» **WHAT YOU HAVE TO DO**: Translate this sentence from the text on egg prices below into Spanish: "By comparison, the overarching “food at home” category was up 12%."

» **TEXT PASSAGE**:
◆ ◆ ◆ ◆ ◆ ◆ ◆
(CNBC) The surge in egg prices has stood out in a year when Americans saw their bills balloon across the grocery store.
Average egg prices jumped 49.1% in November compared with those a year earlier — the largest annual percentage increase among all grocery items in that period, according to the consumer price index, a barometer of inflation.
By comparison, the overarching “food at home” category was up 12%.
The increase is even more acute when measured by the cost of a dozen large, Grade A eggs, which more than doubled to $3.59 in November from $1.72 the year-earlier month, according to data from the Federal Reserve Bank of St. Louis.
Bird flu is largely to blame for rising egg prices
Those price dynamics are primarily due to the deadliest outbreak of bird flu in U.S. history, which has killed millions of egg-laying hens this year, according to economists.
“A lot of things are up since 2020,” Bill Lapp, president of Advanced Economic Solutions, a consulting firm specializing in food economics, previously told CNBC. “But the recent spike is extraordinary in the shell-egg as well as egg-product markets.”
About 57.8 million birds have been affected by avian flu in 2022, according to U.S. Department of Agriculture data as of Dec. 28. These figures include birds such as turkeys and ducks.
◆ ◆ ◆ ◆ ◆ ◆ ◆
Photo-based referring expression data:
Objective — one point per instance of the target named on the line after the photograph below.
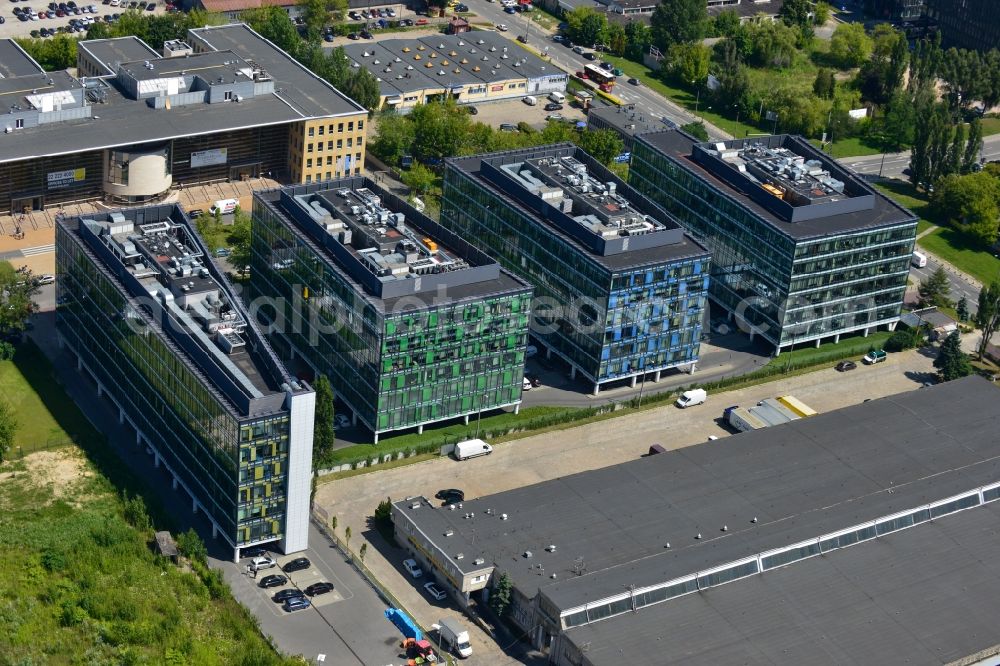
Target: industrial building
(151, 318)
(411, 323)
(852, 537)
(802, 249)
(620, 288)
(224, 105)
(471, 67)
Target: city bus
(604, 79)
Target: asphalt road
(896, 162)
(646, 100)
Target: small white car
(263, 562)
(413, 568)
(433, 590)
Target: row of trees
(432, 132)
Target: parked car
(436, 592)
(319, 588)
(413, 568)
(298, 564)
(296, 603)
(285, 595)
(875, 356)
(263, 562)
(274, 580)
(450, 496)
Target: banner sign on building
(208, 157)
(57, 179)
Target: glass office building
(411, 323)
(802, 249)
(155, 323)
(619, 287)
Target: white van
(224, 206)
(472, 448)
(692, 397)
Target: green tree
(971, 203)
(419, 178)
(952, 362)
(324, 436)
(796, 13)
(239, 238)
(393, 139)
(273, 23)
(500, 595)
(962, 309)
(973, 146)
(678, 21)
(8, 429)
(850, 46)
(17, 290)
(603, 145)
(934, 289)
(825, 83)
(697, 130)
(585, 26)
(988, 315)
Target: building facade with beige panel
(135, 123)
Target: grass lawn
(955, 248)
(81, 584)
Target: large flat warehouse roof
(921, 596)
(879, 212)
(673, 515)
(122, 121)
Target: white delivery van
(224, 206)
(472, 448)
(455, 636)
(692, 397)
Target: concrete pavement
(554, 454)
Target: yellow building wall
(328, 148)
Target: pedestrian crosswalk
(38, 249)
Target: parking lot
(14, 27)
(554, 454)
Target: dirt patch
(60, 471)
◆ ◆ ◆ ◆ ◆ ◆ ◆
» **OUTPUT**: En comparación, la categoría general de «alimentos en el hogar» subió un 12 %.